412. L'enrôlement illicite que prévoit notre article 02 s'adresse non à des militaires, mais à de simples citoyens. Par là, il diffère de l'embauchage. (V. nos 227, 276).

Mais, c'est l'article 77 du Code pénal, qui serait applicable en cas d'enrôlements de simples citoyens (français ou étrangers), faits pour une puissance en guerre avec la France (1).

Notre article 92 ne distinguant rien quant au but de l'armement, il n'y a qu'à tenir compte du fait même, mais à la condition toutefois que l'intention criminelle soit établie, ce qui amène ainsi, à rechercher si cet armement a pu être nuisible (2).

L'article 92 exige un commencement d'exécution. La tentative est punie aussi (3).

En ce qui concerne les militaires, l'article 92 est remplacé par l'article 206 du Code de justice militaire. Cpr. no 276.
──────────
▶ [CONSIGNE 1]
D'après l'extrait sur l'enrôlement illicite, quel article remplace l'article 92 en ce qui concerne les militaires ?
Les enregistrements qui suivent sont sans rapport avec l'extrait.
──────────
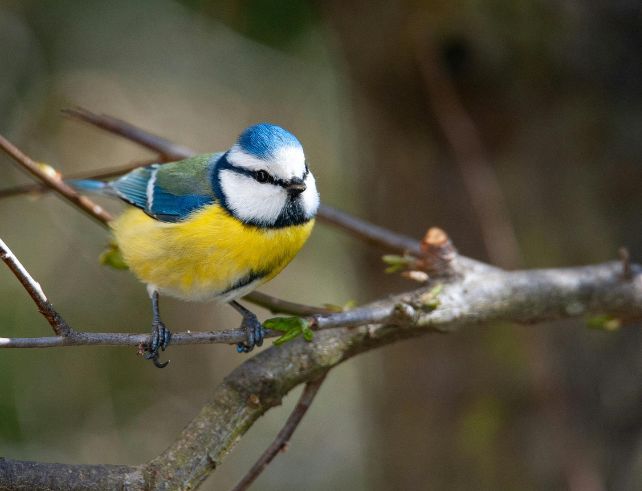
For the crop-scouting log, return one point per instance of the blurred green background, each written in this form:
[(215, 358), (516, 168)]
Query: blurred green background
[(554, 90)]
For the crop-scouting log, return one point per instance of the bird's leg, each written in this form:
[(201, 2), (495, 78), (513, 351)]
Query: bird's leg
[(160, 334), (253, 329)]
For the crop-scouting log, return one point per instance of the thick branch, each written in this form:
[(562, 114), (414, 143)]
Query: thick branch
[(261, 382), (55, 183)]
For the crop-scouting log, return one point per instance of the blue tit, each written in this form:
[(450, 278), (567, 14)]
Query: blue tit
[(215, 226)]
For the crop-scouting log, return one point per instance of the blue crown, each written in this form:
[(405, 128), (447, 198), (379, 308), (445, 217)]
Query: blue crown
[(264, 139)]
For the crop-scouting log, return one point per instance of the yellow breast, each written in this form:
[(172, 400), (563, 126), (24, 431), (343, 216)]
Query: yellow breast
[(206, 256)]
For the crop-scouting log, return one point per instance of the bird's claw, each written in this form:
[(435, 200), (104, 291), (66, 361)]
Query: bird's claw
[(161, 337), (254, 333)]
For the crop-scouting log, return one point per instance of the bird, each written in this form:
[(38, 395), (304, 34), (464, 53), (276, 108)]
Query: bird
[(214, 226)]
──────────
▶ [CONSIGNE 2]
Modifiez les enregistrements à partir de la ligne qui contient « of the thick » jusqu'à celle qui contient « [(161, 337), (254, 333)] » incluse, en remplaçant « crop-scouting log » par « field survey log ». Reproduisez uniquement ces lignes, sans aucun autre changement.

▶ [RÉPONSE ATTENDUE 1]
L'article 206 du Code de justice militaire.

▶ [RÉPONSE ATTENDUE 2]
For the field survey log, return one point per instance of the thick branch, each written in this form:
[(562, 114), (414, 143)]
Query: thick branch
[(261, 382), (55, 183)]
For the field survey log, return one point per instance of the blue tit, each written in this form:
[(450, 278), (567, 14)]
Query: blue tit
[(215, 226)]
For the field survey log, return one point per instance of the blue crown, each written in this form:
[(405, 128), (447, 198), (379, 308), (445, 217)]
Query: blue crown
[(264, 139)]
For the field survey log, return one point per instance of the yellow breast, each written in this form:
[(172, 400), (563, 126), (24, 431), (343, 216)]
Query: yellow breast
[(206, 256)]
For the field survey log, return one point per instance of the bird's claw, each written in this form:
[(435, 200), (104, 291), (66, 361)]
Query: bird's claw
[(161, 337), (254, 333)]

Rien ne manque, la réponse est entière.